• [Instructions for the task]: Repeat every record below exactly as written.

• [Given data]:

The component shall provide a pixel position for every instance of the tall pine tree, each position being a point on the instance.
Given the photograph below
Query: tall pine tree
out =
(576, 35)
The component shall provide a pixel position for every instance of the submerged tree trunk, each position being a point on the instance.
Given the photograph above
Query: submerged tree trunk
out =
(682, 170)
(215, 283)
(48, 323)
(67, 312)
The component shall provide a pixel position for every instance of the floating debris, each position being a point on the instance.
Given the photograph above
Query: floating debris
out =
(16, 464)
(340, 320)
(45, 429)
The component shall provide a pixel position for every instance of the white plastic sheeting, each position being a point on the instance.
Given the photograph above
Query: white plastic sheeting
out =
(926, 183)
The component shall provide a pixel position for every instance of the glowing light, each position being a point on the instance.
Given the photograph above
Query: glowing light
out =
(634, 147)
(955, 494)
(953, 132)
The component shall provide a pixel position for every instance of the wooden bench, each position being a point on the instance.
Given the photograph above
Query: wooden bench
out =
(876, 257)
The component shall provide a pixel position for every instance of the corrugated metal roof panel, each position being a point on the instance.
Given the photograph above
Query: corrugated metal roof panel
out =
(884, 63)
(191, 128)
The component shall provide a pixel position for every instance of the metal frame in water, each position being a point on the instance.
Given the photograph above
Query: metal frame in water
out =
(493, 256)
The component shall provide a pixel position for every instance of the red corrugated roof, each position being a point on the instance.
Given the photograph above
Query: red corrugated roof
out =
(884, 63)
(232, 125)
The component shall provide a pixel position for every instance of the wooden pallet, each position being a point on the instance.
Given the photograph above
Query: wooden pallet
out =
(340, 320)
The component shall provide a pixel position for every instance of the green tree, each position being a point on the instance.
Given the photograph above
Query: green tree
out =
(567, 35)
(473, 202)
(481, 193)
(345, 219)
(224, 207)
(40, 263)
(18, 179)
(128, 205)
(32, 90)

• [Answer to this exercise]:
The component shall provide a pixel position for every instance of the tall pine tree, each position being a point on the instance.
Given the photograph below
Query: tall pine tree
out =
(576, 35)
The component shall provide a pixel position for every instance of the submerged tree trunk, each position being a point on the instance.
Given the photograph above
Query: submerged tree trunk
out =
(682, 170)
(215, 283)
(48, 323)
(67, 312)
The component shall provide a pixel position for every instance of the floating debris, each position being a point on the instance.
Given the photograph above
Query: floating debris
out =
(16, 464)
(340, 320)
(45, 429)
The component shall provide a pixel position for every instance of the white plastic sheeting, each position being a point on the instance.
Given the photograph above
Query: white plastic sheeting
out =
(926, 183)
The component shall provide a pixel position for every instance of the glowing light, each position being a point on the instance.
Given the photograph above
Query: glowing light
out =
(634, 147)
(955, 494)
(953, 132)
The component shall provide a pixel position for every instance of the wooden bench, each position being a point on the instance.
Given the photograph above
Query: wooden bench
out =
(876, 257)
The component shall provide a pixel position for every instance of the corrugated metal roof panel, each position being a point on the instance.
Given the photograph above
Query: corrugated metal roof panel
out =
(884, 63)
(191, 128)
The component shall provide a pixel position for every instance of the metal frame in water, each position being a point on the instance.
Given the photograph above
Query: metal frame in water
out =
(493, 256)
The component shall provide a pixel position for every instance of the red corrugated roof, each position being a point on the instance.
Given the photograph above
Query: red corrugated roof
out =
(884, 63)
(232, 125)
The component shall provide a pixel position for every instance of the wooden pallet, each position being a point on the instance.
Given the photograph above
Query: wooden pallet
out =
(340, 320)
The component shall provide a pixel position for every instance of the green tree, each position being a point on the instance.
Given the photograph above
Query: green tree
out =
(567, 35)
(473, 202)
(481, 193)
(345, 219)
(224, 207)
(40, 263)
(18, 179)
(128, 205)
(32, 90)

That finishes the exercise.